Problem details:
Your response must be the entire set of entries, reproduced word for word.

(Records excerpted from a collection)
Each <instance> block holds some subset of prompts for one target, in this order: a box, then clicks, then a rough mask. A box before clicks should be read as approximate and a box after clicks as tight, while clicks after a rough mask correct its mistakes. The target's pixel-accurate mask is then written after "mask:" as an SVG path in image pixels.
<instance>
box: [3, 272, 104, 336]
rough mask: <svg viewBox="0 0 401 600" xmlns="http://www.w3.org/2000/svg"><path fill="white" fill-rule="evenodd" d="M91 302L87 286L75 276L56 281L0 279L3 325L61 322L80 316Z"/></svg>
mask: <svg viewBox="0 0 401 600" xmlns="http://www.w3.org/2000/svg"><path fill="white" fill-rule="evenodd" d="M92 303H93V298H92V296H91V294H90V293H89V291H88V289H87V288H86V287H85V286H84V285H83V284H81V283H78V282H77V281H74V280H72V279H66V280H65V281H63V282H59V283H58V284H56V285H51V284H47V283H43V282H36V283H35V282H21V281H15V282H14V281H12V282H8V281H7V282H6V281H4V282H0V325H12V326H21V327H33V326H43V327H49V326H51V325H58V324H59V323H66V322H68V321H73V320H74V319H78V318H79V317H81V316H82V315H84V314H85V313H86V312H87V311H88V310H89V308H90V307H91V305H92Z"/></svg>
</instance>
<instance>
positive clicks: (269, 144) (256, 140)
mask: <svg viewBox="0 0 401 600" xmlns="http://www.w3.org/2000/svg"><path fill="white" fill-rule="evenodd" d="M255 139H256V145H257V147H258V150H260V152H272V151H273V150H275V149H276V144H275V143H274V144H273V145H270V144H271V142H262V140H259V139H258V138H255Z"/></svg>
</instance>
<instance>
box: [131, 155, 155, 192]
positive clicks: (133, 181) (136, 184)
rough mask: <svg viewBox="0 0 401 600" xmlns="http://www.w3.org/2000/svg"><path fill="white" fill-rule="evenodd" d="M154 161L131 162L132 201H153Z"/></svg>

Answer to this task:
Each <instance> block holds some subset of prompts for one target, in this order: a box, then clicks, then a rough mask. A box before clicks should be read as approximate and a box after clicks as tight, while clicks after a rough mask correct its mistakes. The target's pixel-accurate mask is then written after "mask:" as an SVG path in image pixels.
<instance>
box: [3, 272, 104, 336]
rough mask: <svg viewBox="0 0 401 600" xmlns="http://www.w3.org/2000/svg"><path fill="white" fill-rule="evenodd" d="M91 302L87 286L75 276L56 281L0 279L3 325L61 322L80 316Z"/></svg>
mask: <svg viewBox="0 0 401 600" xmlns="http://www.w3.org/2000/svg"><path fill="white" fill-rule="evenodd" d="M92 303H93V298H92V296H91V294H90V293H89V291H88V289H87V288H86V287H85V286H84V285H83V284H81V283H78V282H77V281H74V280H72V279H66V280H65V281H63V282H59V283H58V284H56V285H51V284H47V283H43V282H36V283H35V282H21V281H15V282H14V281H12V282H8V281H7V282H6V281H4V282H0V325H12V326H21V327H33V326H43V327H49V326H51V325H58V324H59V323H66V322H68V321H73V320H74V319H78V318H79V317H81V316H82V315H84V314H85V313H86V312H87V311H88V310H89V308H90V307H91V305H92Z"/></svg>
</instance>
<instance>
positive clicks: (269, 144) (256, 140)
mask: <svg viewBox="0 0 401 600" xmlns="http://www.w3.org/2000/svg"><path fill="white" fill-rule="evenodd" d="M255 139H256V145H257V147H258V150H260V152H272V151H273V150H275V149H276V144H275V143H274V144H273V145H270V144H271V142H262V140H259V139H258V138H255Z"/></svg>
</instance>
<instance>
box: [131, 155, 155, 192]
positive clicks: (133, 181) (136, 184)
rough mask: <svg viewBox="0 0 401 600" xmlns="http://www.w3.org/2000/svg"><path fill="white" fill-rule="evenodd" d="M154 161L131 162L132 201H153Z"/></svg>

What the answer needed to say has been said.